▸ WHAT THE TASK REQUIRES
Copy every line of the listing below word for word, with no changes.

=== SUPPLIED DATA ===

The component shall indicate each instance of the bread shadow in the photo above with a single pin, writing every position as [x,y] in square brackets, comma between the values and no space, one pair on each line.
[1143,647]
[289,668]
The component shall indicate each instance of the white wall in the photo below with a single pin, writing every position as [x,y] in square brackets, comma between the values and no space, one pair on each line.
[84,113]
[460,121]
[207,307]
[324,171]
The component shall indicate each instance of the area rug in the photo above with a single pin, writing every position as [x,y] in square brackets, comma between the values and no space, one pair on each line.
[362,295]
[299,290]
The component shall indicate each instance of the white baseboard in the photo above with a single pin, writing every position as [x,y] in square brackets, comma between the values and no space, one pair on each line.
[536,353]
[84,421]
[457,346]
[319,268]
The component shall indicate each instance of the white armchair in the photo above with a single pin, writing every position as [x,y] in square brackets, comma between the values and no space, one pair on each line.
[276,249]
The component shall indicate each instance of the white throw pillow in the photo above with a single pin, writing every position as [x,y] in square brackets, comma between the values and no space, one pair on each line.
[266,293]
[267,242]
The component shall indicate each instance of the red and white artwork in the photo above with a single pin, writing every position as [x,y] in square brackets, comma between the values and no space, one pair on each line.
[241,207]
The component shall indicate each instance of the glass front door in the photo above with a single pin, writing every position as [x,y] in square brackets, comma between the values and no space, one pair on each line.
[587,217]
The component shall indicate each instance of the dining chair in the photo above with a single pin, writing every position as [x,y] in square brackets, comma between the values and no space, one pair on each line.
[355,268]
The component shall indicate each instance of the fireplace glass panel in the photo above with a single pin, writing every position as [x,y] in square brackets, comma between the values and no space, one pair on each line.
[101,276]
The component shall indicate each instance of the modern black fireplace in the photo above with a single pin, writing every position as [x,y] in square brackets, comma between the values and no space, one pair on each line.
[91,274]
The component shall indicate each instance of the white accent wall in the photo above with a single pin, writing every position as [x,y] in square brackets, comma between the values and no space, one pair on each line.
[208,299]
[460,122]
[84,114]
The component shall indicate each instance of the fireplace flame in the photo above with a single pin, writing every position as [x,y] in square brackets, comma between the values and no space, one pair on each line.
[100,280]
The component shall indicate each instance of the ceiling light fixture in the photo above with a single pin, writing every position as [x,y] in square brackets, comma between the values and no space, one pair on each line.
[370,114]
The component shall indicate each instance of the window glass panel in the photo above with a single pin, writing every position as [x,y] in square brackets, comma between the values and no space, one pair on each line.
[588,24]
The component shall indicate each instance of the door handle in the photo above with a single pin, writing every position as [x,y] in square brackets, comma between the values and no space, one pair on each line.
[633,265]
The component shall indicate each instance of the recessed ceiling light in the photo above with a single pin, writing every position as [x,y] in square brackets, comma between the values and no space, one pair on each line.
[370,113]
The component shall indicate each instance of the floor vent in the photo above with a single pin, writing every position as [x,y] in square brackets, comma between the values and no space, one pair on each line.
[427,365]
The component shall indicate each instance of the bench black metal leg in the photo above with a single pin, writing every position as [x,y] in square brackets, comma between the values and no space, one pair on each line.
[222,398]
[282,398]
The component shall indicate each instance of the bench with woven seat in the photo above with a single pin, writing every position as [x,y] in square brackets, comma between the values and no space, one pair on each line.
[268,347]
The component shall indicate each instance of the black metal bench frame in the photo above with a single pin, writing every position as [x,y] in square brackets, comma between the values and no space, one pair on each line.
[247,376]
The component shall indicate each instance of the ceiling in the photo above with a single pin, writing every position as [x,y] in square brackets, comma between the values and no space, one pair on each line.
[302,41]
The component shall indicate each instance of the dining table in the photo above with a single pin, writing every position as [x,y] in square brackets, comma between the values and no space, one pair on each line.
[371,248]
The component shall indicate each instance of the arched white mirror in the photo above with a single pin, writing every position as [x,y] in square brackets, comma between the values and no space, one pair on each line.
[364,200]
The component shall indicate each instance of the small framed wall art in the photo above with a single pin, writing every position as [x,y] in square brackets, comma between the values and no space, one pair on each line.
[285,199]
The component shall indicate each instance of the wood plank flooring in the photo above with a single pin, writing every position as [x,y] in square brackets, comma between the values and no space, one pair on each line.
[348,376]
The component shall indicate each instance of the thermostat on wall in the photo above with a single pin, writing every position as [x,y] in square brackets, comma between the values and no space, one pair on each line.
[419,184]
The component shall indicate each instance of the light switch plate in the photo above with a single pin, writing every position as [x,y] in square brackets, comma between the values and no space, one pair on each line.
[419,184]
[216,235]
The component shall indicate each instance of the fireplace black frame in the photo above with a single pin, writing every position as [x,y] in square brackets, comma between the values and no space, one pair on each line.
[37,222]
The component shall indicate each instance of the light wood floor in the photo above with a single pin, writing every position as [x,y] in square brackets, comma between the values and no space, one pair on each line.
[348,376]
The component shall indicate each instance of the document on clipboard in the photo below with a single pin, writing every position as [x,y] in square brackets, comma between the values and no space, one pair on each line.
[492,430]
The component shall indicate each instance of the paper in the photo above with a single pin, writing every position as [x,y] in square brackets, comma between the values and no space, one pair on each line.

===

▸ SOLUTION TO THIS TASK
The component shall indicate each instance of the bread shadow in the photo above with a single pin, writing every position as [x,y] in square brackets, comma between the values and no space, one pair on each line.
[1143,647]
[289,668]
The component shall indicate each instance of the white wall in the photo below with a single pin, writing every position as [x,y] in square brackets, comma between the values and no space, one pair on each line.
[84,113]
[460,121]
[207,307]
[324,171]
The component shall indicate each instance of the area rug in the photo above with a single pin, writing every position as [x,y] in square brackets, comma between the values and no space, one pair on each line.
[362,295]
[299,290]
The component shall indicate each instance of the white baseboard in the photo above with a single pin, writing every position as [x,y] in square brackets, comma between the values and no space, one pair on each line.
[536,353]
[84,421]
[457,346]
[319,268]
The component shall indicate each instance of the white armchair in the photo above with a single pin, writing every position as [x,y] in square brackets, comma between the values and no space, one pair on each line.
[276,249]
The component shall indicate each instance of the white throw pillow in the photo above with a single pin, writing every position as [x,y] in square brackets, comma between the values and no space, one pair on each line.
[266,293]
[267,242]
The component shall indicate each instance of the red and white artwork in the photo above with a single pin, writing every position as [x,y] in square brackets, comma between the values and no space, one pair on each line.
[241,207]
The component shall indicate each instance of the glass front door in the photo above with a single pin, writing every position as [x,y] in square brackets, comma between the values and no space, one pair on each line.
[587,217]
The component shall indicate each instance of the dining chair in the photo above with a single pin, writing every position as [x,y] in square brackets, comma between the values and no space, one pair on each line.
[355,268]
The component shall indicate each instance of the fireplace glass panel in the photo above with a single pin, writing every position as [x,y] in square brackets, comma between the values and no space, one pair on each line.
[101,276]
The component shall indicate each instance of the modern black fireplace in the photo above with a single pin, writing every position as [x,y] in square brackets, comma between the values and no space, one pair on each line.
[91,274]
The component shall indicate each instance of the white accent wall in the photo above with a single pin, writing every position as [x,y] in square brackets, comma between the values and no space, one pair on each line.
[208,299]
[460,122]
[84,114]
The component shall indicate each instance of the fireplace flame in the photo above with a single pin, writing every position as [x,y] in square brackets, comma between the values and no space, one pair on each line.
[100,280]
The component shall indicate each instance of the ceiling light fixture in the photo above with a single pin, writing every position as [x,y] in square brackets, comma between the values and no space, one pair on each line.
[370,114]
The component shall indicate each instance of the window glass panel in the photo above with a single pin, writing every position as [x,y] in square brackets, comma between the values and no space, one pair on each line.
[588,24]
The component shall indicate each instance of the door handle in the photo above with a single pin, writing every position as [x,y] in square brackets, comma between the values and no space, one pair on each line.
[633,265]
The component shall indicate each instance of the recessed ceiling light in the photo above with a single pin, writing every position as [x,y] in square brackets, comma between the values and no space, one pair on each line.
[370,113]
The component shall indicate each instance of the floor vent in the photo above with a single pin, writing every position as [x,y] in square brackets, comma between the values and no space, one pair on each line.
[427,365]
The component shall indicate each instance of the bench black metal leg in the photo above with a single pin, writing every position as [x,y] in square brackets, comma between the values and no space, one pair on each line.
[222,398]
[282,398]
The component shall indicate each instance of the bench with woven seat in the photo above with a single pin, writing every position as [x,y] in square brackets, comma between the values and no space, one pair on each line.
[268,347]
The component shall indicate each instance of the black metal bench frame in the photo above with a single pin, writing every position as [x,y] in square brackets, comma between the values and no space, one pair on each line.
[247,376]
The component shall indicate each instance of the ceiling in the photo above with a single pin, writing every position as [x,y] in square brackets, comma between the values and no space, one pair on each line.
[302,41]
The component shall indicate each instance of the dining table in the photo above with a single pin, writing every position as [x,y] in square brackets, comma between the values and no space, one pair on each line.
[371,248]
The component shall indicate each instance of the arched white mirror in the photo above with a single pin, writing every position as [x,y] in square brackets, comma between the values and no space, one pair on each line.
[364,200]
The component shall indicate each instance of the small framed wall art in the photo above with a single pin, writing every position as [x,y] in square brackets, comma between the values and no space, one pair on each line.
[285,199]
The component shall indicate each instance of the wood plank flooring in the photo above with a single pin, writing every position as [x,y] in square brackets, comma between the values and no space, one pair on each line.
[348,376]
The component shall indicate each instance of the thermostat on wall in the photo above with a single pin, writing every position as [x,y] in square brackets, comma between the values and no space, one pair on each line.
[419,184]
The component shall indicate each instance of the light switch plate in the photo above with a single pin, writing every position as [x,y] in square brackets, comma between the values and no space, one pair on each line.
[419,184]
[216,235]
The component shall indicate each instance of the fireplace black frame in the photo above with a single pin, writing every position as [x,y] in square brackets, comma between the values and no space, one pair on each line.
[37,222]
The component shall indicate each instance of the light wood floor in the photo above with a single pin, writing every position as [x,y] in square brackets, comma between the values and no space, one pair on each line.
[348,376]
The component shall indicate each instance of the document on clipboard in the photo below with a single pin, writing every position as [x,y] in square brackets, comma between the values and no space, one pair on each line.
[492,430]
The component shall indicate each instance of the paper in the photo above with a single pin, writing every position as [x,y] in square brackets, comma between the values and no space, one pair on each line.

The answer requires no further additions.